Hand back each record exactly as you find it.
#### RAW DATA ####
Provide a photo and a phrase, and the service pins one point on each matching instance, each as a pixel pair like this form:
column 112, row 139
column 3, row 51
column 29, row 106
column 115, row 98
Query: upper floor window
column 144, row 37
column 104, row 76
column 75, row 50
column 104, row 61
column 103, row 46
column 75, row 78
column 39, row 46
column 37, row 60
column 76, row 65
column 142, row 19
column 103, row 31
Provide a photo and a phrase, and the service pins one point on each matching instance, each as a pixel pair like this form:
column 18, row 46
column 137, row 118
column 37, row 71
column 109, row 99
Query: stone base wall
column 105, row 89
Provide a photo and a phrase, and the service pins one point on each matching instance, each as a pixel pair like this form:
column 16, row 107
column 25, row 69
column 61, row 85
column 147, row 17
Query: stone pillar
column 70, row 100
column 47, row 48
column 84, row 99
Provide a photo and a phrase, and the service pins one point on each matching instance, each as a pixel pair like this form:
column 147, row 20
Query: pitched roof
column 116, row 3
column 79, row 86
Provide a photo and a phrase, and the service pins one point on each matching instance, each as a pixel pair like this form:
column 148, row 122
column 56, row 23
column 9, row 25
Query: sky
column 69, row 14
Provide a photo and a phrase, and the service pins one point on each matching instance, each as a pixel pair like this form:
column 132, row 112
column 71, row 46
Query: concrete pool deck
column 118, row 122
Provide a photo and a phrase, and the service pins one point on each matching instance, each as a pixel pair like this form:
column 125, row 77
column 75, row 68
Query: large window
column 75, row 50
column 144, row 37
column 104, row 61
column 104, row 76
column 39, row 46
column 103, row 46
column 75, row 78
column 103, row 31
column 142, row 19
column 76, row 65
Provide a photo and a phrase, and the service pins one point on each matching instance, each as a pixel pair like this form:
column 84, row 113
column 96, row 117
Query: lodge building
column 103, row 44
####
→ **ANSWER SECTION**:
Provide a photo and a phrase, and the service pins one point on each matching instance, each as a pixel pair like this form:
column 112, row 139
column 3, row 51
column 29, row 106
column 115, row 98
Query: upper floor window
column 144, row 37
column 104, row 76
column 75, row 50
column 104, row 61
column 103, row 46
column 75, row 78
column 39, row 46
column 37, row 60
column 76, row 65
column 142, row 19
column 103, row 31
Provide a photo and a phrase, and the service pins one point on each matching instance, each as a pixel pair like this form:
column 18, row 46
column 137, row 118
column 37, row 71
column 109, row 99
Query: stone base wall
column 105, row 89
Provide a photo and a phrase, and the service pins one point on each matching instance, each as a pixel pair like this form:
column 16, row 107
column 25, row 69
column 61, row 85
column 147, row 17
Query: stone pillar
column 70, row 100
column 47, row 48
column 84, row 99
Provide a photo and a phrase, and the service pins one point on each matching instance, each as a pixel pair like this form:
column 147, row 20
Query: pitched roof
column 116, row 3
column 79, row 86
Provide a photo and a phrase, and the service pins one point on each matching instance, each as a pixel pair like this form:
column 148, row 122
column 56, row 23
column 9, row 25
Query: sky
column 69, row 14
Provide a photo and a phrase, and the service pins one point on each matching instance, each as a pixel pair like this form:
column 132, row 112
column 71, row 46
Query: concrete pool deck
column 118, row 122
Provide a photo and a phrase, and the service pins one point on each matching instance, each as a pixel pair like this form:
column 125, row 77
column 75, row 68
Query: large window
column 75, row 50
column 144, row 37
column 104, row 61
column 104, row 76
column 39, row 46
column 103, row 46
column 75, row 78
column 103, row 31
column 142, row 19
column 76, row 65
Provide a photo and a phrase, and the service pins one point on each matching instance, each as a pixel pair like this form:
column 84, row 113
column 96, row 117
Query: lodge building
column 103, row 44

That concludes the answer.